** Start Data to process **

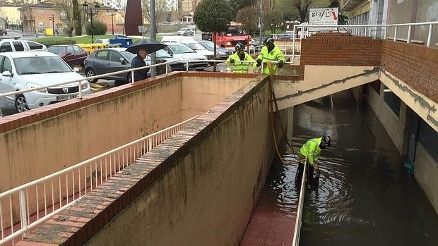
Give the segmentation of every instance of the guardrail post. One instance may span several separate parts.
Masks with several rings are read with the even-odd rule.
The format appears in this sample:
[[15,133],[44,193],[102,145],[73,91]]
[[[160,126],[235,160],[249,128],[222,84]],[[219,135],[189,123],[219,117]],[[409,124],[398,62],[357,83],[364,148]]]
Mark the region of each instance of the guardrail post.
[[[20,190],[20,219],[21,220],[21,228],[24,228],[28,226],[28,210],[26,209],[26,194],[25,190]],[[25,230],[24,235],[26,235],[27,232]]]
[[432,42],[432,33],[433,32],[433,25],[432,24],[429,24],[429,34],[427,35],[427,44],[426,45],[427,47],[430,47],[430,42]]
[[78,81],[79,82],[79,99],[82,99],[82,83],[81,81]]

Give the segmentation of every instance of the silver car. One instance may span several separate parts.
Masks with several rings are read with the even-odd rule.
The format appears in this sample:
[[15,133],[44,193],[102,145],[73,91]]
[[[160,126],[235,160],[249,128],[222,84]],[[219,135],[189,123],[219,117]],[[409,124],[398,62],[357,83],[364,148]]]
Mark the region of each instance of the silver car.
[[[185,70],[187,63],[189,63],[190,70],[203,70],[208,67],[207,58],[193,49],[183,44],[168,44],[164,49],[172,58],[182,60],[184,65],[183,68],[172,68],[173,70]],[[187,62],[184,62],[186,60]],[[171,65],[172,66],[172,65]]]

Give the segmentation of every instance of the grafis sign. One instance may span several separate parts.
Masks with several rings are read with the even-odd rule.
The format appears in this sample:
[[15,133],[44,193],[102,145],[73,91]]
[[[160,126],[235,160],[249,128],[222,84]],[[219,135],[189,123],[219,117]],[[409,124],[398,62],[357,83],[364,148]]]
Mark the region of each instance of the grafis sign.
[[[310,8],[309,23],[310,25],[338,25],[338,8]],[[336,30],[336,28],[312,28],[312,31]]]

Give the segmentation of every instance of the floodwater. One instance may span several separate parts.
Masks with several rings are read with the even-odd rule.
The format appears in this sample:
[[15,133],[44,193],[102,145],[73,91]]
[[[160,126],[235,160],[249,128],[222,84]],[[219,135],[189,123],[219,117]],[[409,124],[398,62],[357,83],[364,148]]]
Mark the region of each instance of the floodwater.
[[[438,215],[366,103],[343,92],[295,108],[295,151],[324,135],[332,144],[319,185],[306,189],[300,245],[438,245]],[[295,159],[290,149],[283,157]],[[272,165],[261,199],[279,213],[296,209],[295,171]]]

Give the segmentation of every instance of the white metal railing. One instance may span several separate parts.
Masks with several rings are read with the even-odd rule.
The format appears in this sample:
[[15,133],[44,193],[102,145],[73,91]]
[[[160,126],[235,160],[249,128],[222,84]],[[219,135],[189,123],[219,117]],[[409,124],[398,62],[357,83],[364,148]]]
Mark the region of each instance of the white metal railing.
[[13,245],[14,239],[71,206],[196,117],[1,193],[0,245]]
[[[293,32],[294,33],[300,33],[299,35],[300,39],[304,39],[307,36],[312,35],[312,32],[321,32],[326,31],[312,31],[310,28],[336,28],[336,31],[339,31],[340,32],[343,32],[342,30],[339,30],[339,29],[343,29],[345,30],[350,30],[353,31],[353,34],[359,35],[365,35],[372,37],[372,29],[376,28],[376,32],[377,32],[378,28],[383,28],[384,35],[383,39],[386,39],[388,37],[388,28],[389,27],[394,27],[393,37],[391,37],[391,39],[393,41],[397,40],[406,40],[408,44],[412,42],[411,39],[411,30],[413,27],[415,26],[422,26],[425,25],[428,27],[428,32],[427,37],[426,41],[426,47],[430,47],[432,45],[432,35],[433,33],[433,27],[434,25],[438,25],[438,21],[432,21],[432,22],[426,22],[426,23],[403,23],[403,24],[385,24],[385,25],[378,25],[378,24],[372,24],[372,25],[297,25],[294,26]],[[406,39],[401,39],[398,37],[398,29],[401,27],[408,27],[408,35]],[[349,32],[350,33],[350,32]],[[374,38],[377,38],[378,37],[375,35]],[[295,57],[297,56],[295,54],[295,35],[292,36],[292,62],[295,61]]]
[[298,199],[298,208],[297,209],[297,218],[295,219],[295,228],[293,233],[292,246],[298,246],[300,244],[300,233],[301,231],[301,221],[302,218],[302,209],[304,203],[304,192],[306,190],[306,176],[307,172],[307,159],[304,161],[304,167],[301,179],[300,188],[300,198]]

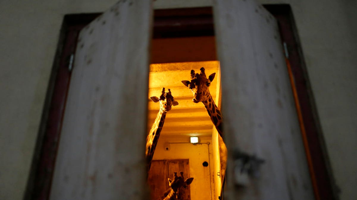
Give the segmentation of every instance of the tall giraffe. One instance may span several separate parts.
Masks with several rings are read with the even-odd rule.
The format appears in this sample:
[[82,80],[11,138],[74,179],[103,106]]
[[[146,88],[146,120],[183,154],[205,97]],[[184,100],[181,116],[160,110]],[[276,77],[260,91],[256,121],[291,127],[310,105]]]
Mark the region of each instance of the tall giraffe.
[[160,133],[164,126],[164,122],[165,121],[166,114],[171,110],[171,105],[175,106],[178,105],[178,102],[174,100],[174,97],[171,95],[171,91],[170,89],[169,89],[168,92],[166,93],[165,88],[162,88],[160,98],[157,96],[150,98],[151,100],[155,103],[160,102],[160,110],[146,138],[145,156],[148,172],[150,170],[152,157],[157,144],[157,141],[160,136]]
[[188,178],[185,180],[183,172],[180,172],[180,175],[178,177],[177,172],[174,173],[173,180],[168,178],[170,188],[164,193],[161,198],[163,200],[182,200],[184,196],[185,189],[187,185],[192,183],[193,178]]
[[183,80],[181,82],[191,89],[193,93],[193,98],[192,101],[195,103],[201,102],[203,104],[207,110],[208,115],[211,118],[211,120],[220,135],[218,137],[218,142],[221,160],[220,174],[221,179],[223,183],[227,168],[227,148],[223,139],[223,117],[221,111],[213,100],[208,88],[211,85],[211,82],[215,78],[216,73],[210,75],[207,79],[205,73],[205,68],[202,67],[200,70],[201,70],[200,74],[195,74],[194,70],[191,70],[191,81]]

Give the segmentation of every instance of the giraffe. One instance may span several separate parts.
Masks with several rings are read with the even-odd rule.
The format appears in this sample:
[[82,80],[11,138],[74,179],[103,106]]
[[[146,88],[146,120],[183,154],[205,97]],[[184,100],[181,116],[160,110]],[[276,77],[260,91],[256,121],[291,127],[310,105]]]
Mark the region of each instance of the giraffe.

** End Data to process **

▸ **The problem**
Recast the data as a Markdown table with the columns Row and Text. Begin with the line containing "Give the segmentation of every instance of the white" and continue through the line containing "[[13,245],[14,239],[71,206],[196,117],[1,193],[0,245]]", numbering each line in order and omitting any blank lines.

▸ **Answer**
| Row | Text |
|---|---|
| 1 | Give the segmentation of every instance of the white metal railing. One instance may span several separate parts. |
| 2 | Masks with several rings are read with the even-odd rule. |
| 3 | The format appears in this sample: |
| 4 | [[15,133],[44,193],[102,145],[73,91]] |
| 5 | [[[160,126],[235,160],[249,128],[222,84]],[[219,135],[189,123],[219,117]],[[409,124],[398,62],[357,83],[364,148]]] |
| 6 | Mark the region of each instance of the white metal railing. |
| 7 | [[13,245],[14,239],[71,206],[196,117],[1,193],[0,245]] |